▸ **Extract provided**:
____

Introduction

ARCHWAY was born from the observation that most projects based on a microservice architecture had the same needs. Within companies, teams often, due to lack of knowledge, dissatisfaction with existing API Gateways, or simply by choice, prefer to develop their own solution.

Often this solution is called PORTAL, GATE, or something similar. If you find yourself in this situation, you are in the right place.

Generally, a custom solution allows for easier control over several aspects such as user management.

ARCHWAY: An API APP Gateway

info

Archway is an Application gateway, a kind of super API Gateway.

In short, if you know what an API Gateway is, you will quickly understand what an APP Gateway is.

Especially, ARCHWAY offers a complete user interface that allows controlling all its features.

ARCHWAY was conceived by and for developers of web applications based on a microservices architecture. It allows for quickly and at runtime switching the position of a service within the cluster or outside the cluster. This easily facilitates working on a microservice without the need to manage complex redirections.

API Gateway

An API Gateway is a service that primarily manages the routing of requests from an application based on a microservice architecture, especially within a cluster.

note

In a microservice architecture, the application is no longer built on one client and one server, but rather one client (or several) and multiple microservices.

____

▸ **Activities**:
1/ Do these statements agree with the ARCHWAY introduction? (a) ARCHWAY provides a full user interface for controlling its features. (b) An API Gateway mainly handles user authentication. (c) In a microservice architecture, the application is built on one client and one server. Answer yes or no for each, quoting the deciding words of the text.
2/ Can you print the part of the ARCHWAY introduction starting with "Introduction" and going on through "their own solution."?
3/ Would you proceed with the ARCHWAY introduction from the point where it stops?

▸ **Image-grounded pointing data**:
____

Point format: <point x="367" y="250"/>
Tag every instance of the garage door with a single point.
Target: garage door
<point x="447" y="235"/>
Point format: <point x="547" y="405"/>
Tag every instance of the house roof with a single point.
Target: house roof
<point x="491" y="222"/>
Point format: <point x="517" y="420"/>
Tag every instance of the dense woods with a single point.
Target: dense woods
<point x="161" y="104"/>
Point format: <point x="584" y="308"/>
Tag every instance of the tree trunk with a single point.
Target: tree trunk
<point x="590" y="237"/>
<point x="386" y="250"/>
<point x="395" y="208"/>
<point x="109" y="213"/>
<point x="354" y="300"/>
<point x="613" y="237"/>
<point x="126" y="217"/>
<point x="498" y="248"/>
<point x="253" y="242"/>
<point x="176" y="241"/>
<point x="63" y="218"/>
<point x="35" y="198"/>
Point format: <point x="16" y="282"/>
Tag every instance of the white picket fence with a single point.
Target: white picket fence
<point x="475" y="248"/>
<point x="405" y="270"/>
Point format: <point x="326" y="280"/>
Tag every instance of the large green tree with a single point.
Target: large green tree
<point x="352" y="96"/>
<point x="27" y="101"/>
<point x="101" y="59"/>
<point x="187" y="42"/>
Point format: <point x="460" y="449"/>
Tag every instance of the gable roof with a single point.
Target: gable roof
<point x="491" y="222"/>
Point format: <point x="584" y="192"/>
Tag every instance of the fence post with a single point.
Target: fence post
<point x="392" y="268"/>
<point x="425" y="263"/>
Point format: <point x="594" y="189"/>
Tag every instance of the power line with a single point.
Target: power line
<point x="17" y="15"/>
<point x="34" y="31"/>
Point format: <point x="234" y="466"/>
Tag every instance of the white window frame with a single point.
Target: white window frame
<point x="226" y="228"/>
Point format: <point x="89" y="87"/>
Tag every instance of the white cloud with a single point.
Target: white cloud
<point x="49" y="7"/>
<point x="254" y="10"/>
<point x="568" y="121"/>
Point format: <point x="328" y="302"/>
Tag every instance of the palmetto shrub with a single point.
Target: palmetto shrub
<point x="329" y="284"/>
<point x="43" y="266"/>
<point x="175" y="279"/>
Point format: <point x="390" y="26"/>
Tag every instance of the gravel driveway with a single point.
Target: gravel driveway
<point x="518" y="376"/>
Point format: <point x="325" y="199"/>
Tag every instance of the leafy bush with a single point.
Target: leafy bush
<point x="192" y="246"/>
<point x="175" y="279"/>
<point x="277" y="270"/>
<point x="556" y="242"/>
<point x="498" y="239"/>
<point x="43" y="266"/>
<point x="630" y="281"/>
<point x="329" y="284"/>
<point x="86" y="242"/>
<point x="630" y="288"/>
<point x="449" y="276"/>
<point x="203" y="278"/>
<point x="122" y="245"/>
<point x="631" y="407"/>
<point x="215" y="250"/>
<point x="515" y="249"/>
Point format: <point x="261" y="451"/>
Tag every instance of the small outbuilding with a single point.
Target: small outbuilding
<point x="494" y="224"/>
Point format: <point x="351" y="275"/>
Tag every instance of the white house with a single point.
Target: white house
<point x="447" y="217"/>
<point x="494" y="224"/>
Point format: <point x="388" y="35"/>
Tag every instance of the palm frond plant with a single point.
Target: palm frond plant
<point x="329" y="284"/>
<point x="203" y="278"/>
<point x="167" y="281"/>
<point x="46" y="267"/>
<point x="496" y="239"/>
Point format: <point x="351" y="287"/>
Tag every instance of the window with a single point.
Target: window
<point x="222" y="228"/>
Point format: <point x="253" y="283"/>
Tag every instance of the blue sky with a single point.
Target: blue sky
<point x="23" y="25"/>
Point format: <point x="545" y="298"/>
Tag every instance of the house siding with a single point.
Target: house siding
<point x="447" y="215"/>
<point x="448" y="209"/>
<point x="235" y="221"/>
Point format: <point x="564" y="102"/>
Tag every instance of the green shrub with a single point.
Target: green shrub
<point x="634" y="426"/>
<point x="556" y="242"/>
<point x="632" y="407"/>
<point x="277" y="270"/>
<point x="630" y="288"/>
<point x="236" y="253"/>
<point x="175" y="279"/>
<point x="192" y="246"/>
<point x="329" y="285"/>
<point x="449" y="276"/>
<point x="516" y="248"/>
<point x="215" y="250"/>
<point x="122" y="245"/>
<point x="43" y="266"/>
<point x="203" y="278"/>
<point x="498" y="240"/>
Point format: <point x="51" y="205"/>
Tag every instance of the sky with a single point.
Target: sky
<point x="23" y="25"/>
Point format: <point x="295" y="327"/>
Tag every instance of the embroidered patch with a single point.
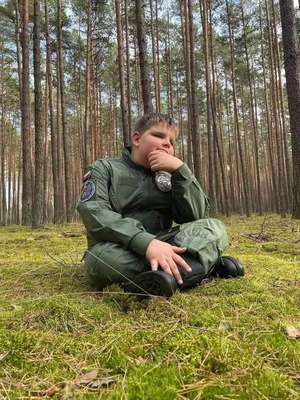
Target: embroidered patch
<point x="88" y="190"/>
<point x="86" y="176"/>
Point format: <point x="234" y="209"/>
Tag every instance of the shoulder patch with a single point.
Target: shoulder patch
<point x="88" y="190"/>
<point x="86" y="176"/>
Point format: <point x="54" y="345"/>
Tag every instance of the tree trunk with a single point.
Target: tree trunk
<point x="124" y="110"/>
<point x="66" y="144"/>
<point x="292" y="71"/>
<point x="141" y="38"/>
<point x="37" y="210"/>
<point x="25" y="124"/>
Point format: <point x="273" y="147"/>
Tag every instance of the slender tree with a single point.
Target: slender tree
<point x="25" y="113"/>
<point x="144" y="67"/>
<point x="124" y="109"/>
<point x="292" y="71"/>
<point x="37" y="210"/>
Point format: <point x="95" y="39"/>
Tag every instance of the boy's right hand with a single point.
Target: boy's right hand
<point x="166" y="256"/>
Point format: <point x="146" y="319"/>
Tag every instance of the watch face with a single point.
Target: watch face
<point x="163" y="181"/>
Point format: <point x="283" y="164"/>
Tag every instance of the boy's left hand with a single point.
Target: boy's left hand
<point x="160" y="160"/>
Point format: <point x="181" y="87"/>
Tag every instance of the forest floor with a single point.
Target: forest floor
<point x="226" y="339"/>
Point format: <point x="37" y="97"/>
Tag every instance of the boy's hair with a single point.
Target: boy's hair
<point x="150" y="119"/>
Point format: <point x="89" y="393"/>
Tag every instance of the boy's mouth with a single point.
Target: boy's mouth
<point x="166" y="151"/>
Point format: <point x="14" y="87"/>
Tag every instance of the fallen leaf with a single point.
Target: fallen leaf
<point x="72" y="234"/>
<point x="3" y="356"/>
<point x="50" y="391"/>
<point x="91" y="380"/>
<point x="86" y="379"/>
<point x="293" y="333"/>
<point x="106" y="381"/>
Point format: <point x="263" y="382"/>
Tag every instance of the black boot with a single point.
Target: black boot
<point x="152" y="283"/>
<point x="228" y="267"/>
<point x="193" y="278"/>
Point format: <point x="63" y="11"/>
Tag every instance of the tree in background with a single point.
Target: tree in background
<point x="292" y="69"/>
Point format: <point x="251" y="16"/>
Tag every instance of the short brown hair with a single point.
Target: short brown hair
<point x="148" y="120"/>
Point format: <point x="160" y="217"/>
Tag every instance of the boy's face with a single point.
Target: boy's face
<point x="161" y="136"/>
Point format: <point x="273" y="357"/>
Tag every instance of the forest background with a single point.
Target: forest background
<point x="74" y="76"/>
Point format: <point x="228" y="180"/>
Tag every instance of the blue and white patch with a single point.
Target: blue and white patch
<point x="86" y="176"/>
<point x="88" y="190"/>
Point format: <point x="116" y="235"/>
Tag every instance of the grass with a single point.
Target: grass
<point x="226" y="339"/>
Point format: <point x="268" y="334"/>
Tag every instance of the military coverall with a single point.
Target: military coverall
<point x="123" y="210"/>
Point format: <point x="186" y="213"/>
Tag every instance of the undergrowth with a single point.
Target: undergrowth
<point x="226" y="339"/>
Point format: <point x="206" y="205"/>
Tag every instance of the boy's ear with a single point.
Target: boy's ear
<point x="135" y="138"/>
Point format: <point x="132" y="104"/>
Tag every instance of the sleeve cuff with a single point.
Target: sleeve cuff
<point x="182" y="173"/>
<point x="140" y="242"/>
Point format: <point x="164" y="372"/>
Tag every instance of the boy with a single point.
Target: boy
<point x="128" y="208"/>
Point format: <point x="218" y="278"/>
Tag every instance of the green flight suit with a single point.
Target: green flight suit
<point x="123" y="210"/>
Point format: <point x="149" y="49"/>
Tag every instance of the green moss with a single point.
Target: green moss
<point x="224" y="339"/>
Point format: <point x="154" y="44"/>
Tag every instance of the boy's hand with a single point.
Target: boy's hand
<point x="160" y="160"/>
<point x="164" y="255"/>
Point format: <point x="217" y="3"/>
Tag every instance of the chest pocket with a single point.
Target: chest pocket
<point x="125" y="194"/>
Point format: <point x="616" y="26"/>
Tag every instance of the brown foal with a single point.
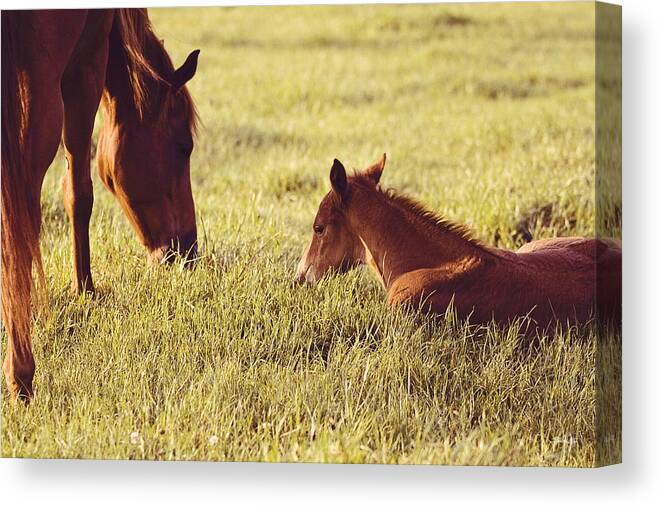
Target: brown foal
<point x="429" y="263"/>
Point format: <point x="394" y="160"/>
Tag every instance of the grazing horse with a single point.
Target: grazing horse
<point x="430" y="263"/>
<point x="57" y="67"/>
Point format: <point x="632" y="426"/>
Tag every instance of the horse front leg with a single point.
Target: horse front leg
<point x="82" y="85"/>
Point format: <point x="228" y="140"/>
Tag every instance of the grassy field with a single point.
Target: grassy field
<point x="487" y="115"/>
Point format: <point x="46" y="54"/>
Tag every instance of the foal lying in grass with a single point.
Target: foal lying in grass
<point x="428" y="262"/>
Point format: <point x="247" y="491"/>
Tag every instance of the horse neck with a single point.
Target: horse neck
<point x="398" y="240"/>
<point x="119" y="100"/>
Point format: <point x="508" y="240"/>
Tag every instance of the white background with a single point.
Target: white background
<point x="636" y="482"/>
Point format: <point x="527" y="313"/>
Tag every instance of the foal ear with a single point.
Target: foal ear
<point x="374" y="171"/>
<point x="338" y="178"/>
<point x="185" y="73"/>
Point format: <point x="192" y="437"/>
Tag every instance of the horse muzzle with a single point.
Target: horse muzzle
<point x="181" y="247"/>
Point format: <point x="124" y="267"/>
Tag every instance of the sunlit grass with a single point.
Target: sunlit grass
<point x="487" y="115"/>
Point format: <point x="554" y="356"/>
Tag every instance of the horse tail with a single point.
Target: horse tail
<point x="20" y="213"/>
<point x="131" y="32"/>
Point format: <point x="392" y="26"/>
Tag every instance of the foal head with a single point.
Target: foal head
<point x="334" y="246"/>
<point x="144" y="160"/>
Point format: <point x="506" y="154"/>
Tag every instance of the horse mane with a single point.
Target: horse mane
<point x="430" y="220"/>
<point x="148" y="67"/>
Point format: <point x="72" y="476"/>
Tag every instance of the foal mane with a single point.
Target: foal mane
<point x="430" y="220"/>
<point x="149" y="67"/>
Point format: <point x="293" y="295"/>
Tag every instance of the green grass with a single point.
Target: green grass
<point x="487" y="115"/>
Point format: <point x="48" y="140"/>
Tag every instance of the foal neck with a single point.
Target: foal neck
<point x="400" y="236"/>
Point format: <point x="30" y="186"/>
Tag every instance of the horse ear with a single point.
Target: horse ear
<point x="185" y="73"/>
<point x="338" y="178"/>
<point x="374" y="171"/>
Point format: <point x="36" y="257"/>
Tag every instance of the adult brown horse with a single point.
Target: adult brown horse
<point x="429" y="263"/>
<point x="57" y="66"/>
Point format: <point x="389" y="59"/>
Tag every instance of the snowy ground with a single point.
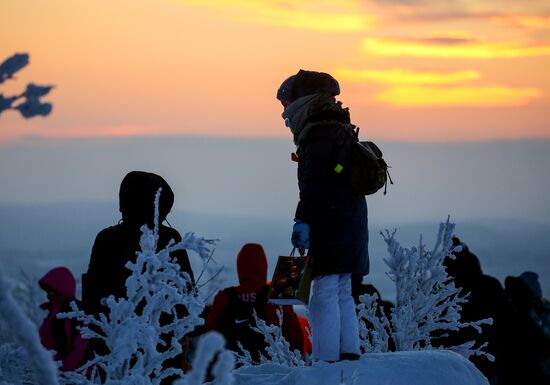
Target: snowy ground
<point x="400" y="368"/>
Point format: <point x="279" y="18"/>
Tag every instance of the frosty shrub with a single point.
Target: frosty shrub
<point x="426" y="299"/>
<point x="28" y="103"/>
<point x="132" y="329"/>
<point x="278" y="348"/>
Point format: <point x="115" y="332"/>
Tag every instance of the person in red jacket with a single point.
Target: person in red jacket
<point x="232" y="311"/>
<point x="62" y="335"/>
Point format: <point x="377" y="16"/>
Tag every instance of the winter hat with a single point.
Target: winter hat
<point x="307" y="83"/>
<point x="531" y="279"/>
<point x="137" y="197"/>
<point x="252" y="265"/>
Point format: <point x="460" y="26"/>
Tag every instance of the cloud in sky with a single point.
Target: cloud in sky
<point x="320" y="15"/>
<point x="477" y="96"/>
<point x="403" y="76"/>
<point x="453" y="48"/>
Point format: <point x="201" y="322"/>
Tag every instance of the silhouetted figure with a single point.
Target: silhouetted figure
<point x="62" y="335"/>
<point x="529" y="342"/>
<point x="116" y="245"/>
<point x="486" y="299"/>
<point x="232" y="311"/>
<point x="383" y="307"/>
<point x="331" y="219"/>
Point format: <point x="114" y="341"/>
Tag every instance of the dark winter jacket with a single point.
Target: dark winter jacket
<point x="529" y="361"/>
<point x="252" y="271"/>
<point x="486" y="299"/>
<point x="62" y="335"/>
<point x="337" y="216"/>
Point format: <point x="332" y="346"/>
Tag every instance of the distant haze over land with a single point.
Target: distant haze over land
<point x="56" y="195"/>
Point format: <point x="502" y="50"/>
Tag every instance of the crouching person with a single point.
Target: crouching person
<point x="62" y="335"/>
<point x="232" y="311"/>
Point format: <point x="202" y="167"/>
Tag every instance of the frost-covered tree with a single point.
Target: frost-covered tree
<point x="28" y="103"/>
<point x="211" y="351"/>
<point x="25" y="358"/>
<point x="427" y="300"/>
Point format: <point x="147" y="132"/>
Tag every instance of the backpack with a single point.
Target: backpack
<point x="238" y="320"/>
<point x="368" y="170"/>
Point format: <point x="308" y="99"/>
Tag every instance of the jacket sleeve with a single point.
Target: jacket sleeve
<point x="92" y="290"/>
<point x="316" y="170"/>
<point x="182" y="257"/>
<point x="215" y="315"/>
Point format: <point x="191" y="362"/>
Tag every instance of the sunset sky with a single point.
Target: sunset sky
<point x="420" y="70"/>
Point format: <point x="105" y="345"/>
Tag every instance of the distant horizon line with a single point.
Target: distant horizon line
<point x="69" y="138"/>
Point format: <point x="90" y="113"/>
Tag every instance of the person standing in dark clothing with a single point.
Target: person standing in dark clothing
<point x="330" y="219"/>
<point x="486" y="299"/>
<point x="529" y="344"/>
<point x="117" y="245"/>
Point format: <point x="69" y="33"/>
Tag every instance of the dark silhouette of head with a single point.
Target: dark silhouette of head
<point x="137" y="198"/>
<point x="307" y="83"/>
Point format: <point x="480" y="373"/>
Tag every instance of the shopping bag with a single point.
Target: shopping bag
<point x="291" y="280"/>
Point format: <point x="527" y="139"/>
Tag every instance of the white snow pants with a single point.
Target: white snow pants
<point x="334" y="324"/>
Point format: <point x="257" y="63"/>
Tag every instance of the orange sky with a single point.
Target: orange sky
<point x="408" y="70"/>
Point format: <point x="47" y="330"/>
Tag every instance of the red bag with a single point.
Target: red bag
<point x="291" y="280"/>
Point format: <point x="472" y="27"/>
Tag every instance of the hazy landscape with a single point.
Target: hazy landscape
<point x="57" y="194"/>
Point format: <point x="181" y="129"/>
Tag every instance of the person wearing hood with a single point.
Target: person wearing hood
<point x="253" y="290"/>
<point x="485" y="299"/>
<point x="116" y="245"/>
<point x="330" y="219"/>
<point x="61" y="335"/>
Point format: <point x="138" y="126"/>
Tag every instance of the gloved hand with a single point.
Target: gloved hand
<point x="300" y="235"/>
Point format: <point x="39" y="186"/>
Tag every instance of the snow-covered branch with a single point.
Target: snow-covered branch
<point x="427" y="300"/>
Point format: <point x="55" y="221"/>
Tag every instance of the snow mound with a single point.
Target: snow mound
<point x="434" y="367"/>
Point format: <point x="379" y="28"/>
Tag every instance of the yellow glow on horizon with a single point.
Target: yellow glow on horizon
<point x="524" y="21"/>
<point x="465" y="50"/>
<point x="321" y="16"/>
<point x="485" y="96"/>
<point x="403" y="76"/>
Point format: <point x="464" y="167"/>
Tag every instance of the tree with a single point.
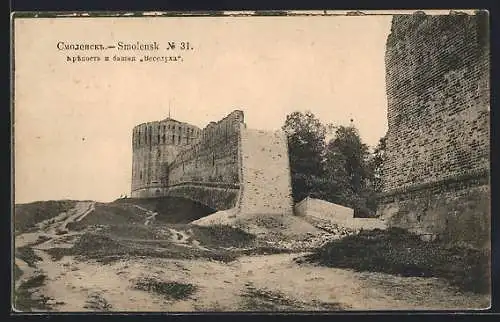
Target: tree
<point x="347" y="164"/>
<point x="306" y="145"/>
<point x="377" y="163"/>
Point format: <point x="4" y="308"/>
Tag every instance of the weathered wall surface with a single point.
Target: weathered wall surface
<point x="437" y="75"/>
<point x="154" y="145"/>
<point x="265" y="172"/>
<point x="213" y="158"/>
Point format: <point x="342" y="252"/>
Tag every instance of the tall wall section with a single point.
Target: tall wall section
<point x="436" y="176"/>
<point x="208" y="170"/>
<point x="154" y="145"/>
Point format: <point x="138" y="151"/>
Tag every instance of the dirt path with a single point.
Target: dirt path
<point x="48" y="231"/>
<point x="223" y="286"/>
<point x="255" y="283"/>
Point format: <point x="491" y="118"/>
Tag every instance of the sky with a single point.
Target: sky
<point x="73" y="121"/>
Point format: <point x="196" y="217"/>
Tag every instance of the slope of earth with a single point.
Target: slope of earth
<point x="125" y="256"/>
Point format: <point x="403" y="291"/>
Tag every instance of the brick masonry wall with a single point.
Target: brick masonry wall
<point x="228" y="166"/>
<point x="437" y="76"/>
<point x="213" y="158"/>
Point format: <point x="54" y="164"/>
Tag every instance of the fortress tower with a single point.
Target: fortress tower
<point x="224" y="166"/>
<point x="155" y="145"/>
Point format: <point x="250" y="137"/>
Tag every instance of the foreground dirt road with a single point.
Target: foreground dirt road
<point x="254" y="283"/>
<point x="242" y="285"/>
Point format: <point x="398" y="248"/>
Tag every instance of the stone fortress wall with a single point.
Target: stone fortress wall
<point x="224" y="166"/>
<point x="436" y="177"/>
<point x="154" y="146"/>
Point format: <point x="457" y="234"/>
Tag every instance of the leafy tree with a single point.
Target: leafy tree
<point x="377" y="163"/>
<point x="306" y="144"/>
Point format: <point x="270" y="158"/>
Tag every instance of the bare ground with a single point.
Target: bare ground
<point x="252" y="283"/>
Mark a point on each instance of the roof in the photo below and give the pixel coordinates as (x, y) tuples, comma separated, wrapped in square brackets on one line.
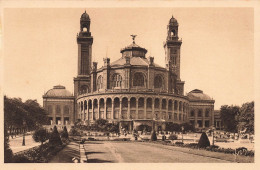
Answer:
[(197, 94), (132, 47), (137, 61), (58, 91), (173, 21), (84, 16)]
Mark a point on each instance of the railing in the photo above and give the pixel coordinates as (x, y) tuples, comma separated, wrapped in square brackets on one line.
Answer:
[(120, 90)]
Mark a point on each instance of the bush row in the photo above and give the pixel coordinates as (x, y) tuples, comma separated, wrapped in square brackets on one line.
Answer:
[(215, 148), (41, 154)]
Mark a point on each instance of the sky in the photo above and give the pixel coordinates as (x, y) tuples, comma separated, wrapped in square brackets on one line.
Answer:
[(217, 52)]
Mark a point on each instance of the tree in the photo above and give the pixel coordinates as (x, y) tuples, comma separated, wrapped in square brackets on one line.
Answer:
[(228, 115), (188, 127), (55, 137), (153, 136), (64, 133), (16, 113), (8, 154), (246, 118), (173, 127), (204, 141), (40, 135)]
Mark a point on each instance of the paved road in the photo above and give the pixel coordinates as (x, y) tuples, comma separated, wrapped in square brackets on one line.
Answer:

____

▸ **Answers to this exercise**:
1/
(a) Yes: "ARCHWAY offers a complete user interface that allows controlling all its features."
(b) No: "primarily manages the routing of requests from an application based on a microservice architecture"
(c) No: "the application is no longer built on one client and one server, but rather one client (or several) and multiple microservices."

2/
Introduction

ARCHWAY was born from the observation that most projects based on a microservice architecture had the same needs. Within companies, teams often, due to lack of knowledge, dissatisfaction with existing API Gateways, or simply by choice, prefer to develop their own solution.

3/
Microservices Architecture

Microservice architecture is a good architecture because it allows, among other things:

• Easier Scalability: Microservices allow each service to evolve individually according to its needs. This facilitates horizontal scaling of services that require more resources without having to scale the entire application.
• Agile Development: Development teams can work autonomously on specific microservices. This promotes agile development, speeds up deployment, and allows for more frequent production updates.
• Error Isolation: In case of failure or bug in a microservice, it generally does not affect the entire system. Errors are isolated, which facilitates diagnosis and resolution.
• Suitable Technologies: Each microservice can be developed using the technology best suited to its use case, allowing for the use of different technologies within the application.
• Better Resource Utilization: Hardware and software resources can be allocated more efficiently because each microservice can run on independent servers.

Implications

As previously mentioned, we no longer have a server addressable by its address, but multiple services.

These must be addressed in such a way that they are easily reachable by the client (usually a web application).

The problem is, in a cluster (swarm or k8s), we do not know where the services are. It would not be reasonable to expose all services on different ports.

# absolute request (to never do)
GET http://host:port/path1/path2?param1=value1&param2=value2
# relative request from root
GET /path1/path2?param1=value1&param2=value2
# relative request from path of current path (to avoid)
GET path2?param1=value1&param2=value2

This is not feasible. Imagine having to deliver each client with different URLs and manage all services with distinct ports. It would quickly become unmanageable.

Fortunately, clusters have their own DNS manager, the ingress. In the cluster, each microservice is identified by a fixed name.

The ingress will maintain the resolution of services by their name, regardless of the number of instances of it, their positions (multi-nodes), or their IPs. However, the ingress is not accessible from outside the cluster.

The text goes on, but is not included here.